(Spatial localization data)

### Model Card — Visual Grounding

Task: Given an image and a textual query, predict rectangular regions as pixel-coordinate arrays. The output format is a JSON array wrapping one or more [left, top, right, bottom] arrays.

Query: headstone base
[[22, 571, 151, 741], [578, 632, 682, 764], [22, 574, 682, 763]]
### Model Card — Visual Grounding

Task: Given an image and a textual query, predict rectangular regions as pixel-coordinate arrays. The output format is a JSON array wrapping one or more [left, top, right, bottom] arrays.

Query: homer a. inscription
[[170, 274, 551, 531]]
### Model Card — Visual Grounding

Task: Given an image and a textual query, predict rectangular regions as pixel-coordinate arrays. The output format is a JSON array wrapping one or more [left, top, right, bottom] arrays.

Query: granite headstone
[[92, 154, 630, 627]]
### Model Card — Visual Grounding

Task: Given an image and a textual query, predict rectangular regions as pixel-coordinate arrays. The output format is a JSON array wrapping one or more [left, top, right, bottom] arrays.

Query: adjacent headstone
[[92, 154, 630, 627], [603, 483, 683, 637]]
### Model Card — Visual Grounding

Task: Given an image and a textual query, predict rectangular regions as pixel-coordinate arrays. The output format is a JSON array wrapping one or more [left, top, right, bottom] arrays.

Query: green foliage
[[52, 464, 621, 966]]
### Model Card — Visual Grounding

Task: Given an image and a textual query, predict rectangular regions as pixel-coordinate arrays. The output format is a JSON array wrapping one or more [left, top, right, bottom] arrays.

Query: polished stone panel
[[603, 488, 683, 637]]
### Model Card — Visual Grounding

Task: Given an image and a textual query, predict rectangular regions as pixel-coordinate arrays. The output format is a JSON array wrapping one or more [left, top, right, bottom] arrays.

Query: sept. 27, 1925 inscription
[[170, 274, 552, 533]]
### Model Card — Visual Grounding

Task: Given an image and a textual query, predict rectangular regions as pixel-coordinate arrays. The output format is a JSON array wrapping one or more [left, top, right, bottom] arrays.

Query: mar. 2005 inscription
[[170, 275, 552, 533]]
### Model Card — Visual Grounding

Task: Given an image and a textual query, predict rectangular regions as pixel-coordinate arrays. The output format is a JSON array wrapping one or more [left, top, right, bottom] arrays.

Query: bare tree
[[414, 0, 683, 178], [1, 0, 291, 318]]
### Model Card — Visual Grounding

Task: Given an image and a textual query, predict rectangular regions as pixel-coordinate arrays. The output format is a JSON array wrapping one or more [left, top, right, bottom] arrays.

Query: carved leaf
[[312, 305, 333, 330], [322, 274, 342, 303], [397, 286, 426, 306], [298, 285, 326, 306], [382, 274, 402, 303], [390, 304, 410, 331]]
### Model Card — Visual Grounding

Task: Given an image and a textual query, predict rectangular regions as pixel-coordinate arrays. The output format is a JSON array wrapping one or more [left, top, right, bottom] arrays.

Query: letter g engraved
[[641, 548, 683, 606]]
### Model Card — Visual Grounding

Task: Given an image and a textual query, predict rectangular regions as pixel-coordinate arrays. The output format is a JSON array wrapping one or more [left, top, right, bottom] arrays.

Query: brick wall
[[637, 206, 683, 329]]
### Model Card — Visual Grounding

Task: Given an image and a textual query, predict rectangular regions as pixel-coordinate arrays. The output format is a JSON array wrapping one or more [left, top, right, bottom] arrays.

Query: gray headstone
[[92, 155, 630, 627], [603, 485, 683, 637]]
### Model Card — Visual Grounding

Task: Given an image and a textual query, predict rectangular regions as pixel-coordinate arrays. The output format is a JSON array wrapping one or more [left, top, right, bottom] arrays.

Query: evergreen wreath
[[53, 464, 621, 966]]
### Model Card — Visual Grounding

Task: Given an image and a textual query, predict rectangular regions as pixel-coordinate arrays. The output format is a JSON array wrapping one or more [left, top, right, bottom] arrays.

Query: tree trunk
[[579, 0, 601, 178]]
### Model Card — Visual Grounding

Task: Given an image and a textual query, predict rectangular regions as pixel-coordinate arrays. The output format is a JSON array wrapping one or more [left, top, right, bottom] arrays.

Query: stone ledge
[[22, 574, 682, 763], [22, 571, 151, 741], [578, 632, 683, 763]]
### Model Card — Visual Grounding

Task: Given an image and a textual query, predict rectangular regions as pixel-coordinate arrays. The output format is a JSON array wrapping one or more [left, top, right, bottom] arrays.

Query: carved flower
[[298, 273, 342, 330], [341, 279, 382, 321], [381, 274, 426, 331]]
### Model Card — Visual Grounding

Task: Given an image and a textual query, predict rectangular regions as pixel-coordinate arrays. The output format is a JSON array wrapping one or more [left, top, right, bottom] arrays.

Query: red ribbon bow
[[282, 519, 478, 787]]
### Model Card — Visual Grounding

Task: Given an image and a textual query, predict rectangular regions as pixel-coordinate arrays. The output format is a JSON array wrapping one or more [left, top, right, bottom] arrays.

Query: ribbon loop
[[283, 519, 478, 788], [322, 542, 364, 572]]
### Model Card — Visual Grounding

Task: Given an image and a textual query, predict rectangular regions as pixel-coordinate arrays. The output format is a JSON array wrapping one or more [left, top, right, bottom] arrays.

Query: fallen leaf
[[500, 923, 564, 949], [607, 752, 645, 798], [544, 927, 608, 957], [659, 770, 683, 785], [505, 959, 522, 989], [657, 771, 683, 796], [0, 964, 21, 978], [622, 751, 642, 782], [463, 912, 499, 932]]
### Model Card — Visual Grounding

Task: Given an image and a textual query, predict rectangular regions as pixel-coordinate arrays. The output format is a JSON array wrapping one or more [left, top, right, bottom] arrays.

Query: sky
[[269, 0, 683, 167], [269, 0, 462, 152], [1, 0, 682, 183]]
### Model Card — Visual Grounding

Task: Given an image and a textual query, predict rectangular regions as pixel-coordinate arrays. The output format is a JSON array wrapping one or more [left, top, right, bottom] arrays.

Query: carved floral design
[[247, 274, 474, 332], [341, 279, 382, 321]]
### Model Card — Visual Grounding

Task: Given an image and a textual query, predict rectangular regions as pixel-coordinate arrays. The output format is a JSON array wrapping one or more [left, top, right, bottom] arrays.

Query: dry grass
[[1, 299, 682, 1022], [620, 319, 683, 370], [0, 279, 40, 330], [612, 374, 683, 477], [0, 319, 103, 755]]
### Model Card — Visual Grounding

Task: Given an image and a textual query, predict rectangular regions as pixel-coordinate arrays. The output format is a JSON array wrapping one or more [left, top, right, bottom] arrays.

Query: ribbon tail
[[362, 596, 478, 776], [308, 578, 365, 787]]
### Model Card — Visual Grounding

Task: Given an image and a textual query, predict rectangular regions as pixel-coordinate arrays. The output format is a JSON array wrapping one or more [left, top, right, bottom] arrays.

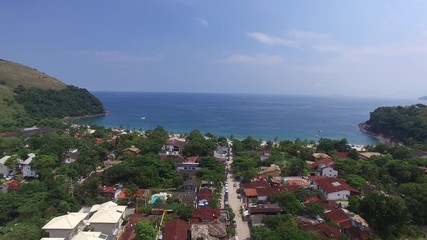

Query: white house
[[0, 155, 12, 176], [88, 201, 127, 240], [20, 153, 37, 178], [309, 176, 359, 201], [72, 231, 108, 240], [64, 149, 80, 164], [42, 212, 89, 240], [320, 167, 338, 178]]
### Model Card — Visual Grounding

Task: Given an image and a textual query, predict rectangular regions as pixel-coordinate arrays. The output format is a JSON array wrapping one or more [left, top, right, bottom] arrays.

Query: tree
[[303, 202, 324, 218], [344, 174, 366, 189], [135, 220, 157, 240], [270, 192, 302, 215], [360, 193, 410, 239], [174, 204, 194, 221]]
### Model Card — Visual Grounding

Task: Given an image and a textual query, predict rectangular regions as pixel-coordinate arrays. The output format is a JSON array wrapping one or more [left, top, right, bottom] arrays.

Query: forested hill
[[0, 59, 105, 123], [361, 104, 427, 145]]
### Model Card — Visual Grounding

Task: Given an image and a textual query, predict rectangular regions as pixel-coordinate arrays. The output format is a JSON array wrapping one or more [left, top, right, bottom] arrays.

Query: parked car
[[237, 194, 241, 199], [231, 220, 237, 228], [233, 183, 237, 187]]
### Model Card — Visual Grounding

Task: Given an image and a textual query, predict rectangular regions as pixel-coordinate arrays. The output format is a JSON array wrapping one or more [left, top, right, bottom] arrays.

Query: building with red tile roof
[[325, 208, 352, 229], [163, 219, 189, 240], [244, 188, 258, 198], [309, 176, 360, 200], [117, 188, 146, 200], [335, 152, 349, 159], [302, 223, 342, 239], [197, 188, 213, 201], [311, 158, 334, 169], [187, 156, 201, 163], [191, 208, 221, 223]]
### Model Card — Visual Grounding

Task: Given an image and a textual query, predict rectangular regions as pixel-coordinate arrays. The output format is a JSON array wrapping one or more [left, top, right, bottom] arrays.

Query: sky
[[1, 0, 427, 98]]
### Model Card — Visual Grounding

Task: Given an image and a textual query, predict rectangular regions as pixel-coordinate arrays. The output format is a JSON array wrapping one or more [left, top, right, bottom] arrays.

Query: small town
[[1, 123, 426, 240]]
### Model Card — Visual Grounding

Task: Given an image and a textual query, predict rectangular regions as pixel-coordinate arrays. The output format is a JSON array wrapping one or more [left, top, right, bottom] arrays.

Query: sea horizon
[[81, 92, 421, 145]]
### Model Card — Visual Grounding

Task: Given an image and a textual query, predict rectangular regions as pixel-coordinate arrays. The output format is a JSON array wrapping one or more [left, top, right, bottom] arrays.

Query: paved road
[[224, 149, 251, 240]]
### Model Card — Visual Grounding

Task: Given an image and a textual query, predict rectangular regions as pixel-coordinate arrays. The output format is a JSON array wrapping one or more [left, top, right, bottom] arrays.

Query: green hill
[[0, 59, 104, 124], [361, 104, 427, 146]]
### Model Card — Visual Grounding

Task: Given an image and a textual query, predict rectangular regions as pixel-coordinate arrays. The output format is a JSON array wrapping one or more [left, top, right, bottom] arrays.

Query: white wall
[[321, 167, 338, 178], [325, 190, 350, 200]]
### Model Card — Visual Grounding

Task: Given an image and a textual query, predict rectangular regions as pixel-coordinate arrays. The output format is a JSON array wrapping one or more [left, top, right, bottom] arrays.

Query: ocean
[[81, 92, 420, 145]]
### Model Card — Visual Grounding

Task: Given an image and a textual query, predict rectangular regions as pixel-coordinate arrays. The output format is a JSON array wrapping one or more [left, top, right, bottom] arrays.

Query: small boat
[[141, 117, 146, 120]]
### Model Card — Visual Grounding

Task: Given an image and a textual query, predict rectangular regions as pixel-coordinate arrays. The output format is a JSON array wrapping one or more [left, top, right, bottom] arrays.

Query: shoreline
[[359, 122, 396, 146], [63, 111, 110, 120]]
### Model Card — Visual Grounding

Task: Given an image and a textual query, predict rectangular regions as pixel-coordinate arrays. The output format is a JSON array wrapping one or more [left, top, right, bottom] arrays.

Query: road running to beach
[[224, 146, 251, 240]]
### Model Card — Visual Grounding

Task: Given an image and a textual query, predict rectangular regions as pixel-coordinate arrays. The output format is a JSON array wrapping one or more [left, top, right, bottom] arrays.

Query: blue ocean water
[[82, 92, 420, 144]]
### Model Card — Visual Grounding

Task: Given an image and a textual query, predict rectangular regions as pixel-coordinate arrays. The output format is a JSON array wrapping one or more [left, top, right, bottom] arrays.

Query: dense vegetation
[[14, 85, 105, 118], [0, 59, 104, 130], [363, 104, 427, 146]]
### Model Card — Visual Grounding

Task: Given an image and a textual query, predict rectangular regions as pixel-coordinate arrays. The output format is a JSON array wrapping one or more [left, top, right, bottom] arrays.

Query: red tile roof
[[191, 208, 220, 223], [240, 178, 270, 189], [244, 188, 258, 197], [4, 180, 22, 189], [117, 188, 146, 200], [187, 156, 200, 163], [345, 227, 370, 240], [163, 219, 189, 240], [302, 224, 342, 239], [286, 179, 310, 186], [197, 188, 213, 201], [335, 152, 349, 159], [167, 139, 186, 149], [99, 186, 116, 194], [311, 158, 334, 169], [312, 177, 360, 194], [325, 209, 352, 226]]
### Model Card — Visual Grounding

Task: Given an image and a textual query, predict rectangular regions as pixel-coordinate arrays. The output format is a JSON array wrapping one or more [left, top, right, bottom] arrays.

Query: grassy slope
[[0, 59, 67, 118]]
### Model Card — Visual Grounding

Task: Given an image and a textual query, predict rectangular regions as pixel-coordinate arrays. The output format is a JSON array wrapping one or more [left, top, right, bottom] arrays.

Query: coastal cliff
[[0, 59, 105, 125], [360, 104, 427, 146]]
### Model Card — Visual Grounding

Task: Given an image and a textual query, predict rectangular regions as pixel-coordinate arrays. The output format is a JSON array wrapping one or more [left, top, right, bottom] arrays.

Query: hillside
[[360, 104, 427, 145], [0, 59, 104, 123]]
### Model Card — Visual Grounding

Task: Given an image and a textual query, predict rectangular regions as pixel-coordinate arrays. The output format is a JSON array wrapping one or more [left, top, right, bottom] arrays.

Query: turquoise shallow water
[[81, 92, 420, 145]]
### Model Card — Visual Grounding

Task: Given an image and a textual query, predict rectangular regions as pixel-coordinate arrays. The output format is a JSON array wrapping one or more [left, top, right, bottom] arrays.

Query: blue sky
[[1, 0, 427, 98]]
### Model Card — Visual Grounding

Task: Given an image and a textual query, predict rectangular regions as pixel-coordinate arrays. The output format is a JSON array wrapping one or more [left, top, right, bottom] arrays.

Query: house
[[123, 146, 140, 156], [325, 208, 353, 229], [116, 188, 146, 201], [197, 188, 213, 208], [249, 203, 282, 215], [302, 224, 342, 239], [0, 155, 12, 176], [72, 231, 109, 240], [319, 167, 338, 178], [88, 201, 128, 240], [257, 164, 281, 178], [98, 186, 118, 200], [64, 149, 80, 164], [191, 208, 221, 223], [311, 158, 334, 169], [213, 146, 231, 161], [313, 153, 331, 159], [163, 219, 189, 240], [20, 153, 37, 178], [42, 212, 89, 240], [257, 151, 270, 162], [172, 192, 197, 206], [184, 179, 199, 192], [164, 138, 186, 155], [0, 180, 22, 193], [187, 156, 201, 163], [309, 176, 360, 201], [191, 223, 227, 240], [359, 152, 382, 160], [175, 162, 201, 178]]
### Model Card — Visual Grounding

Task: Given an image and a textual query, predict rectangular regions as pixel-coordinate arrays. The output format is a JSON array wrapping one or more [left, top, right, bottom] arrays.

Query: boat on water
[[141, 117, 146, 120]]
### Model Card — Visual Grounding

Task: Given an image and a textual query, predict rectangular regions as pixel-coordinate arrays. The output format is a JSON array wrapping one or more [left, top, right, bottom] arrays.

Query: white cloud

Assignment: Extract the lines above from the one containing "Query: boat on water" to the last line, both included, exactly as written.

Your solution:
Query: boat on water
[[141, 117, 146, 120]]
### Model Card — Visual Grounding

Task: Given an image and a textual query, predict rectangular regions as pixel-coordinate arrays. The output format is a JSON array wrapping one or more [left, top, right, bottom] arrays.

Query: white cloud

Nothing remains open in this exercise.